*EXERCISE INSTRUCTIONS*.
Starting at the line containing "Locate the engine" and continuing through the last of the lines, inclusive, substitute "landing gear" for "engine nacelle" and keep everything else unchanged. Leave the picture out of your answer.

(Location identification items)
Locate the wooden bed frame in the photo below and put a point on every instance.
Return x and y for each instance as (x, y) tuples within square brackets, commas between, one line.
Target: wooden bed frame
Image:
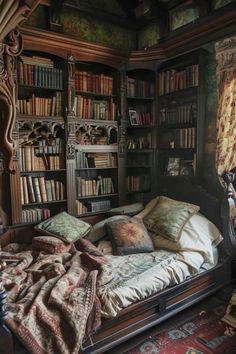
[(149, 312)]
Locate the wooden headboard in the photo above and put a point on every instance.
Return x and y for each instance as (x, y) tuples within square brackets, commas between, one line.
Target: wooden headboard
[(188, 191)]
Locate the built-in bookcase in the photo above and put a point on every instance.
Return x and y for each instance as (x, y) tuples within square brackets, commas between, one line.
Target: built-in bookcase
[(181, 116), (96, 139), (140, 141), (40, 135)]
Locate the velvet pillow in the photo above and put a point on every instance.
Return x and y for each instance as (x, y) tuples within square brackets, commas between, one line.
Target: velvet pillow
[(50, 244), (98, 230), (64, 226), (169, 216), (129, 209), (148, 207), (128, 237)]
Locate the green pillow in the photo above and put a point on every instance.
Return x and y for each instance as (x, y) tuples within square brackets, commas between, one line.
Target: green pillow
[(168, 217), (64, 226), (128, 209), (98, 230)]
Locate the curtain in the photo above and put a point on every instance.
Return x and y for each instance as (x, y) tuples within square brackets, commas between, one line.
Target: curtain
[(226, 114)]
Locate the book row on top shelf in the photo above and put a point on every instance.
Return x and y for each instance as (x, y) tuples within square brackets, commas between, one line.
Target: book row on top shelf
[(162, 108), (42, 130), (181, 116)]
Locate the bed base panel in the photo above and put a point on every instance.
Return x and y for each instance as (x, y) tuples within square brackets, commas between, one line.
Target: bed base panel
[(147, 313)]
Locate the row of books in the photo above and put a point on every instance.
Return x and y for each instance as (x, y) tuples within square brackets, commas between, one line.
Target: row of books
[(95, 136), (142, 142), (41, 106), (138, 183), (184, 138), (88, 108), (37, 74), (140, 118), (34, 215), (174, 80), (90, 82), (139, 160), (31, 160), (40, 190), (92, 206), (139, 88), (177, 166), (95, 160), (92, 187), (182, 114)]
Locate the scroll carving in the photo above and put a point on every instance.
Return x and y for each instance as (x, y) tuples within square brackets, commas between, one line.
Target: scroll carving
[(12, 14), (71, 87)]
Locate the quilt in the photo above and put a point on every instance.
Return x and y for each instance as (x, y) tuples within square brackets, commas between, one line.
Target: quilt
[(52, 299)]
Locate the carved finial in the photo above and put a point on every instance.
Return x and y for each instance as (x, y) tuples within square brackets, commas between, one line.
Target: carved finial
[(228, 178), (3, 296)]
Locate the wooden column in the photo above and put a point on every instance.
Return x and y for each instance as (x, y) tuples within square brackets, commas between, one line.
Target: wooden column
[(6, 343)]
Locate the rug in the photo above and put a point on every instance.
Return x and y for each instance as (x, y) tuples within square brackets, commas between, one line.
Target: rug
[(196, 331)]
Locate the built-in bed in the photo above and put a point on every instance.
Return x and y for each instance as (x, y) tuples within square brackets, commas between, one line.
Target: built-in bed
[(129, 308)]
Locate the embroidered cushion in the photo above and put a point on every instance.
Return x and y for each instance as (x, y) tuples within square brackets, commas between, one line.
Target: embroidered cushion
[(50, 244), (129, 209), (148, 207), (98, 230), (129, 236), (64, 226), (169, 216)]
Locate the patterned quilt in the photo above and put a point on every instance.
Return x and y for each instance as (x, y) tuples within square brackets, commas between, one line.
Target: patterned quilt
[(52, 298)]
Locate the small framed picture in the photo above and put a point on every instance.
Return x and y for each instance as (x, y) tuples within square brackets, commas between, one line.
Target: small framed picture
[(186, 168), (133, 117), (173, 166)]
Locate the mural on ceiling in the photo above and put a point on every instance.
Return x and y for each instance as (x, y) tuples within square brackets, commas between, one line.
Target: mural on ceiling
[(38, 18), (182, 15), (148, 36), (216, 4), (92, 30), (108, 5)]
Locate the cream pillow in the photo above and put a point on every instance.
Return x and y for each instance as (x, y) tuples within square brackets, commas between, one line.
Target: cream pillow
[(148, 207), (199, 235), (169, 216)]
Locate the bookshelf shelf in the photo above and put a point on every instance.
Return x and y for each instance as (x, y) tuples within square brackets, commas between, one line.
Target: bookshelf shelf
[(138, 98), (141, 133), (96, 139), (95, 94), (35, 87), (181, 116), (142, 151), (95, 168), (45, 203), (98, 196)]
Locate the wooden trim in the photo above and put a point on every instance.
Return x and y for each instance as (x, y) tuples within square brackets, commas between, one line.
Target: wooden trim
[(62, 45), (197, 34)]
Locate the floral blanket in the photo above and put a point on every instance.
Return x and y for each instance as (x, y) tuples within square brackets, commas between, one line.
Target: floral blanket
[(52, 298)]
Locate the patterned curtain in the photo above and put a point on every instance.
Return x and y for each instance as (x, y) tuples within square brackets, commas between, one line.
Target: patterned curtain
[(226, 115)]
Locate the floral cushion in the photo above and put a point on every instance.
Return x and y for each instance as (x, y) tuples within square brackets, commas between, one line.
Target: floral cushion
[(64, 226), (168, 217), (98, 230), (129, 236), (50, 244), (129, 209)]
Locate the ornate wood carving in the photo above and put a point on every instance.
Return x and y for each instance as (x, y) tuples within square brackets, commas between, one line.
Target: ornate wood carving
[(12, 13), (96, 133), (6, 343), (71, 86)]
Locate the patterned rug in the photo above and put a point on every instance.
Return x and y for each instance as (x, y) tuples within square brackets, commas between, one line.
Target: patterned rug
[(196, 331)]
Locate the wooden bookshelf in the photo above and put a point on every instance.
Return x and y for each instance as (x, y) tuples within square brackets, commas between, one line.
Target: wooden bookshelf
[(140, 133), (181, 115)]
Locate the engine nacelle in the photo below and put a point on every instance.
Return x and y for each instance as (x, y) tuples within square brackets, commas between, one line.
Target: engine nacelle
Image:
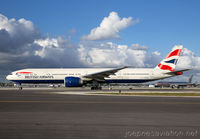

*RESULT*.
Locate the landing gear in the photo below and put a point on every instance.
Return x and y for each instance as (x, y) tuples within square brackets, commas between, one line.
Target: landing gear
Image:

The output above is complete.